# Assignment:
Begin the reply with the line containing "the wooden garden" and end it with the final line of the listing, reproducing every line between exactly and adding nothing.

# Data under study:
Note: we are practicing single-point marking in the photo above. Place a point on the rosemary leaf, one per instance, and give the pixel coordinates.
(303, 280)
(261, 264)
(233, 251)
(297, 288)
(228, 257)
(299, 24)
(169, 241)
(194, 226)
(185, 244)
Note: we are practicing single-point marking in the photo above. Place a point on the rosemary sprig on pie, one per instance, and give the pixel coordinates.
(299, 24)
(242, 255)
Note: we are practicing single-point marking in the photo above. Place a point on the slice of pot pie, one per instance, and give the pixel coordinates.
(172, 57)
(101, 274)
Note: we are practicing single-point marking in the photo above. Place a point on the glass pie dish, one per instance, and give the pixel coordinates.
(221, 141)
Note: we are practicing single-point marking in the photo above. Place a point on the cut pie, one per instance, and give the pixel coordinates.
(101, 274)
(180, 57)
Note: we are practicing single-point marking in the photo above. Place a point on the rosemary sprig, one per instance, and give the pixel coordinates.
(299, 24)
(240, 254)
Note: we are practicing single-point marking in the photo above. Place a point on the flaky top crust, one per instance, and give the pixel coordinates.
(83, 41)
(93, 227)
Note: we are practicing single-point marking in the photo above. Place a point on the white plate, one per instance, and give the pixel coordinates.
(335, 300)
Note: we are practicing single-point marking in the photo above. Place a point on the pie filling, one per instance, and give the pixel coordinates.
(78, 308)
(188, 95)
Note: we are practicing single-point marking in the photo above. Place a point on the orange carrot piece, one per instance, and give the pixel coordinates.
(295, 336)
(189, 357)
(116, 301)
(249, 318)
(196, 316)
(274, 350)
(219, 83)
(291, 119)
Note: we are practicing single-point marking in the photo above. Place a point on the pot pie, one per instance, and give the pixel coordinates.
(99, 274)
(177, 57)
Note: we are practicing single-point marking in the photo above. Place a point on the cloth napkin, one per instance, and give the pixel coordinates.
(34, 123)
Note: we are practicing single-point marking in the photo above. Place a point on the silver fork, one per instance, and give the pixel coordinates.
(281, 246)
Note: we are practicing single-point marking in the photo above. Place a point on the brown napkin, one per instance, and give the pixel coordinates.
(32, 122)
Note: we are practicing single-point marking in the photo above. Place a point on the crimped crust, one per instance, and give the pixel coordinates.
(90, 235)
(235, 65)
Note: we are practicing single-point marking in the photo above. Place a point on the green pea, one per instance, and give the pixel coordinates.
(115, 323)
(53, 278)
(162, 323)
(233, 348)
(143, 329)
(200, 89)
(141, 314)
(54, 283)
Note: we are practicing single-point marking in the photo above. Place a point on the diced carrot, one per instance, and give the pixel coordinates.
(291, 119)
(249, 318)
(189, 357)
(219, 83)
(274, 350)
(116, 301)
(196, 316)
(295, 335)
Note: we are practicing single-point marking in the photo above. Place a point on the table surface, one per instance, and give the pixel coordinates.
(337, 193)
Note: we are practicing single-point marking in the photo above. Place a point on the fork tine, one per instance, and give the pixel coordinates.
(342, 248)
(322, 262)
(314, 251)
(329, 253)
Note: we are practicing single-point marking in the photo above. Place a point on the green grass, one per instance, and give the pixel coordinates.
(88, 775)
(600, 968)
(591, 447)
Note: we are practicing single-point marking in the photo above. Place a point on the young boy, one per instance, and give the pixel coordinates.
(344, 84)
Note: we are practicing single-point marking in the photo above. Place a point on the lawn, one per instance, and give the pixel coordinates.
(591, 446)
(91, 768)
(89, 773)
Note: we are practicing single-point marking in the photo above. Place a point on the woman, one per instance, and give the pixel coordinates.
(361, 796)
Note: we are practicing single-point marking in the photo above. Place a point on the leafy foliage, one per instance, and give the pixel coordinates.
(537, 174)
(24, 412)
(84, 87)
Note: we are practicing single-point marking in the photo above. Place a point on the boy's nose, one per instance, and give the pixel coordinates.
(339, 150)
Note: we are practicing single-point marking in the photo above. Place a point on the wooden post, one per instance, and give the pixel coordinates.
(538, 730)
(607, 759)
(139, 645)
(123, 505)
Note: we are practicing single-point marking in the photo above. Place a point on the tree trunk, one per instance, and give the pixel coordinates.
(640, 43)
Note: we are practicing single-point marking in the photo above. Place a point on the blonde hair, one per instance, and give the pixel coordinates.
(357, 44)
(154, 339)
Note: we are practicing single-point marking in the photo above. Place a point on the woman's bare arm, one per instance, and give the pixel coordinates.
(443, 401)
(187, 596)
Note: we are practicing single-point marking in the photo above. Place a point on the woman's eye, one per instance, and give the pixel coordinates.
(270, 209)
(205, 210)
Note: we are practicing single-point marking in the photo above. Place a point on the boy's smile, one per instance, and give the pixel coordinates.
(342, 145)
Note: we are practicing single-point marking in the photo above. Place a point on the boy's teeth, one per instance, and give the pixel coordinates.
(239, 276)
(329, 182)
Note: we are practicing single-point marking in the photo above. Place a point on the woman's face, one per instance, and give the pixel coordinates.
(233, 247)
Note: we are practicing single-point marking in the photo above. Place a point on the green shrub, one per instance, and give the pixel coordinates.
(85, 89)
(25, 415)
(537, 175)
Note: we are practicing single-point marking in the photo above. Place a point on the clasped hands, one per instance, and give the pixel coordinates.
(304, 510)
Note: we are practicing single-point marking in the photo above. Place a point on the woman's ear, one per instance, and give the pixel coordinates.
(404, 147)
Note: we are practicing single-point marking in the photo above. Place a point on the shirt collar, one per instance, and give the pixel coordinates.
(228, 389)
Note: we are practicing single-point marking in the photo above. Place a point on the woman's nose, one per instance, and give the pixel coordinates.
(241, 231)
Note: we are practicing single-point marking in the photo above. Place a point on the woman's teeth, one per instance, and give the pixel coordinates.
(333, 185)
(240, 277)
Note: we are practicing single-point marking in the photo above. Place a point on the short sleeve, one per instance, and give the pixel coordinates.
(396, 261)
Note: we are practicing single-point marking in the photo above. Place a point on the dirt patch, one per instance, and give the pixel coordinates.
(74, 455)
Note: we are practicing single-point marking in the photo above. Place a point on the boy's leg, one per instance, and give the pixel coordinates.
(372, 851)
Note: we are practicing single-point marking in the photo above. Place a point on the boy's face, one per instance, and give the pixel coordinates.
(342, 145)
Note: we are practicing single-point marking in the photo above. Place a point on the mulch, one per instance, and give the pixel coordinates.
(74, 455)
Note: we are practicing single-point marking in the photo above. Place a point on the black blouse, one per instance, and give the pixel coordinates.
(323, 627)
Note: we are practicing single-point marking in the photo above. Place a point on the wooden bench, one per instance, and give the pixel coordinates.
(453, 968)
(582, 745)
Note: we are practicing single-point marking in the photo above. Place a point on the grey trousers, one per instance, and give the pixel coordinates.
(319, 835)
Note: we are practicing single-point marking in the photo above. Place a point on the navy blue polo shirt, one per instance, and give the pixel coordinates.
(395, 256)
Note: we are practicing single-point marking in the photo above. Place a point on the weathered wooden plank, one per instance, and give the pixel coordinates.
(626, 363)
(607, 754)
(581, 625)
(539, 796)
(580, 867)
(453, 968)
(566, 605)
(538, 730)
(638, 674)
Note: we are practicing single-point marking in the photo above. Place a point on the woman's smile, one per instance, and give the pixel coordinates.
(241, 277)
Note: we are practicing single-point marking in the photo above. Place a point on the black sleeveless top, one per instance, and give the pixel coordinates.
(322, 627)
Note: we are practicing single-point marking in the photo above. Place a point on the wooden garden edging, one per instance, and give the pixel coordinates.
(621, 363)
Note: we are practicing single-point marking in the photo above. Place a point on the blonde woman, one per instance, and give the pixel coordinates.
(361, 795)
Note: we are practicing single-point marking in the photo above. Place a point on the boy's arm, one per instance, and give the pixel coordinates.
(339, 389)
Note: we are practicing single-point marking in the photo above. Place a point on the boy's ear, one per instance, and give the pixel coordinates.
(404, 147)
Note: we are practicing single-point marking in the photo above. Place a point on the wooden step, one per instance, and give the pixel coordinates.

# Exercise answer:
Note: we are practicing single-point marking in the photo above. Place a point on the wooden garden edging, one per instance, and give the pixel coordinates.
(621, 363)
Note: we are practicing single-point marking in the photo above. Place a point on the blonde woman, one per instance, and give the pixel coordinates.
(361, 795)
Note: we are practicing single-point marking in the photo above. Place a point on the boy's arm, one per instance, and give the pixel coordinates.
(339, 389)
Note: we are practicing single-point marking in the photo above. Place a point on the boy's ear, one per instance, and give the pixel coordinates.
(404, 147)
Note: we are practicing single-point marking in the photo above. Place a point on the wooden step, one per instance, and give the pixel coordinates.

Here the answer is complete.